Dataset:
Start of Block

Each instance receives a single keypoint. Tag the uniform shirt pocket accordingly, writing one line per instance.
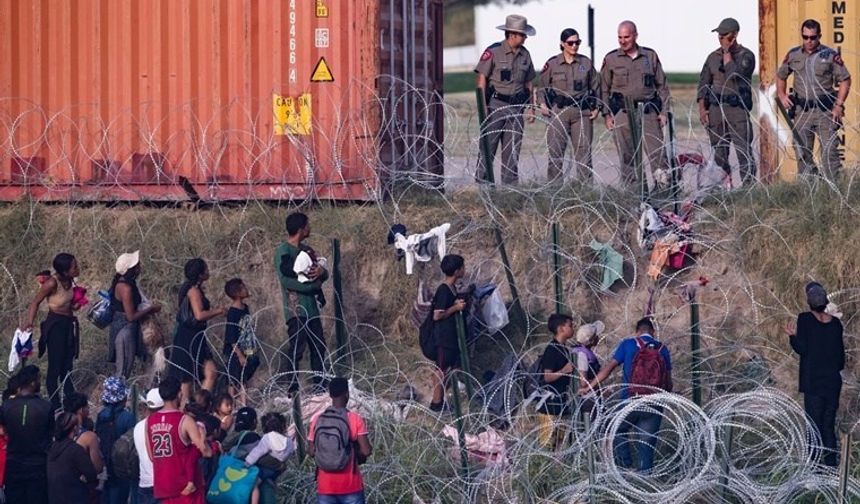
(621, 77)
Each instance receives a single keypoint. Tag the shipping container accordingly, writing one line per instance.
(779, 32)
(222, 99)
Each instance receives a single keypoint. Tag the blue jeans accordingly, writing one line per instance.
(644, 426)
(116, 491)
(356, 498)
(145, 496)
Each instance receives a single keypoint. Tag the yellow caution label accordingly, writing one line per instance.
(322, 9)
(287, 120)
(322, 72)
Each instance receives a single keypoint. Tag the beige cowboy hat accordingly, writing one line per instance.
(519, 24)
(588, 331)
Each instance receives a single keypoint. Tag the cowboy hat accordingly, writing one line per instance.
(518, 24)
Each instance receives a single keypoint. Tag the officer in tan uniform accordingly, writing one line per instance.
(635, 72)
(570, 87)
(725, 101)
(505, 73)
(818, 108)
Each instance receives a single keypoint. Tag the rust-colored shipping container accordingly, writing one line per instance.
(225, 99)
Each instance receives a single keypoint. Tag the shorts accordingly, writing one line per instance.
(446, 358)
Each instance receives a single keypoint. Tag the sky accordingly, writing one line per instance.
(679, 30)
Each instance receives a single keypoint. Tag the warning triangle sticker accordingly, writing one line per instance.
(322, 73)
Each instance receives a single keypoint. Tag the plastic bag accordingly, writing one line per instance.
(494, 312)
(101, 314)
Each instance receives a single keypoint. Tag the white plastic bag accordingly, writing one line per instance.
(495, 312)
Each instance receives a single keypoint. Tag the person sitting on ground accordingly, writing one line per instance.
(557, 371)
(277, 446)
(446, 304)
(112, 422)
(240, 340)
(244, 429)
(29, 423)
(77, 404)
(343, 485)
(817, 339)
(637, 356)
(70, 469)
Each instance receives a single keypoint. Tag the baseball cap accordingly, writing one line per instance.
(127, 261)
(588, 331)
(153, 399)
(727, 25)
(816, 296)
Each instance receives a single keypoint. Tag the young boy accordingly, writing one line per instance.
(446, 304)
(271, 452)
(240, 341)
(557, 370)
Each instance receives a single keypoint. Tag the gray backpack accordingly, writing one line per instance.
(332, 447)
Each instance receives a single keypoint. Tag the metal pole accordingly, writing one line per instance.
(591, 30)
(844, 467)
(339, 325)
(695, 357)
(301, 437)
(461, 428)
(517, 311)
(484, 140)
(673, 166)
(464, 354)
(556, 260)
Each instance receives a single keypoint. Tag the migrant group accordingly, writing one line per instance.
(196, 444)
(631, 93)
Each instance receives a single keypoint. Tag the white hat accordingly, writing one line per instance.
(518, 24)
(127, 261)
(588, 331)
(153, 399)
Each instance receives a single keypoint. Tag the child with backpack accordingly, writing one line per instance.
(112, 422)
(240, 340)
(338, 443)
(646, 369)
(271, 452)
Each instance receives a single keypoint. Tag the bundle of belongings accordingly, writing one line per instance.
(419, 247)
(486, 449)
(667, 235)
(485, 308)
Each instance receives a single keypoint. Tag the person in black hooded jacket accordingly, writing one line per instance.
(68, 462)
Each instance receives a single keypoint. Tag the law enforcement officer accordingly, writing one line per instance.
(725, 101)
(505, 73)
(570, 87)
(818, 108)
(635, 72)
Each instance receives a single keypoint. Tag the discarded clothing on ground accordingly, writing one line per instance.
(422, 247)
(611, 261)
(485, 448)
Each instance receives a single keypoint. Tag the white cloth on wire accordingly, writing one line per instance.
(22, 340)
(420, 247)
(303, 263)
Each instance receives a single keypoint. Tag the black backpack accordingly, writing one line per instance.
(106, 432)
(332, 447)
(427, 337)
(124, 458)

End of Block

Work task: Retype the entries exactly, skipping every picture.

Response to the exercise:
Each instance receives a single keypoint. Tag the uniform shirt pocket accordingly, writing one line per instance.
(621, 77)
Each instance receives a single keypoint. Tag the shipping container accordingly, writing one line per instance.
(779, 32)
(222, 99)
Each instance receives a single keypoint. Tag the blue jeans accordingly, writing one line per instance.
(644, 426)
(116, 491)
(356, 498)
(145, 496)
Each instance receives a single keypoint. Tag the yellow caution label accordingly, writing one line per instance.
(322, 9)
(287, 120)
(322, 72)
Each instance receives a single keypoint. Tag the beige cowboy hat accordingly, writing one line per instance.
(519, 24)
(588, 331)
Each instance receives a single keypoint. Tag the cowboy hat accordingly, writing one line per instance.
(518, 24)
Each instance receives a single keypoint. Tag the officer in tan uniform accordingly, writing one line per instance.
(635, 72)
(570, 87)
(725, 101)
(505, 73)
(818, 108)
Each instance receives a single keypoint. Tag the rust-colored shipping container accordingly, writing one line per instance.
(225, 99)
Each instance receives a single keypoint. Tag the shorts accordingly, writing one line per instance.
(446, 358)
Each instance receives a single keypoint. Tag the sky accordingly, writing one line per instance.
(679, 30)
Each instance receives a single keypoint. Tag the warning triangle sticker accordingly, writing one line per instance.
(322, 73)
Each instance receives a single keypoint. Tag the plastic bag accordingly, writing one line per instance.
(494, 312)
(101, 314)
Each instance receives a single keypoint. Tag the white plastic bag accordingly, writing one line per instance.
(495, 312)
Each instance receives a single keypoint. Tag the person sitting on ground accordingly, writing one line per instance.
(557, 371)
(277, 446)
(446, 304)
(112, 422)
(240, 340)
(244, 429)
(29, 423)
(77, 404)
(343, 485)
(817, 339)
(637, 356)
(70, 469)
Each instance receives a single keypoint. Tag the baseball cap accordingly, writing one line per instance.
(127, 261)
(588, 331)
(153, 399)
(727, 25)
(816, 296)
Each instance receives a single keypoint. Tag the young boy accordingly, writing one line per instance.
(446, 304)
(271, 452)
(240, 341)
(557, 370)
Each instance receives a single keypoint. Tag the gray backpack accordingly, writing one line per instance.
(332, 447)
Each instance receives a single keypoint. Tag the metal pole accordingly, writing one line per instance.
(591, 30)
(844, 467)
(339, 325)
(695, 357)
(301, 437)
(461, 428)
(517, 311)
(484, 140)
(673, 166)
(464, 354)
(556, 260)
Each instance receives a single keypoint. Tag the migrant group accordingly, writing one line per instance.
(196, 444)
(631, 93)
Each instance receives a single keypoint. Tag the white hat accordingly, writing one line per instance.
(518, 24)
(127, 261)
(588, 331)
(153, 399)
Each instance receives a single keypoint. Tag the child with backpack accordingly, writing one line per instance.
(112, 422)
(240, 340)
(338, 443)
(646, 369)
(271, 452)
Each instance receives a single keypoint. Tag the bundle of belongings accordingly, writing one line per instance.
(419, 247)
(486, 449)
(667, 235)
(485, 308)
Each instance receives a single keypoint. Tag the person in black hooded jacket accordingly, writing one line per instance.
(68, 462)
Each instance receives a single keypoint. Tag the law enforcement officer accordingly, writing one line per instance.
(725, 101)
(505, 73)
(570, 87)
(818, 108)
(635, 72)
Each instance receives a single keypoint. Tag the discarded clothing on ground accordingly, writing one line per instance.
(422, 247)
(611, 261)
(485, 448)
Each instance receives a single keypoint. Tag the white cloth on wire accordingly, writing one line per instance.
(22, 340)
(420, 247)
(303, 263)
Each instance receives a single keypoint. Tag the black backpack accordingly, writing one line per instance.
(106, 432)
(332, 447)
(427, 337)
(124, 458)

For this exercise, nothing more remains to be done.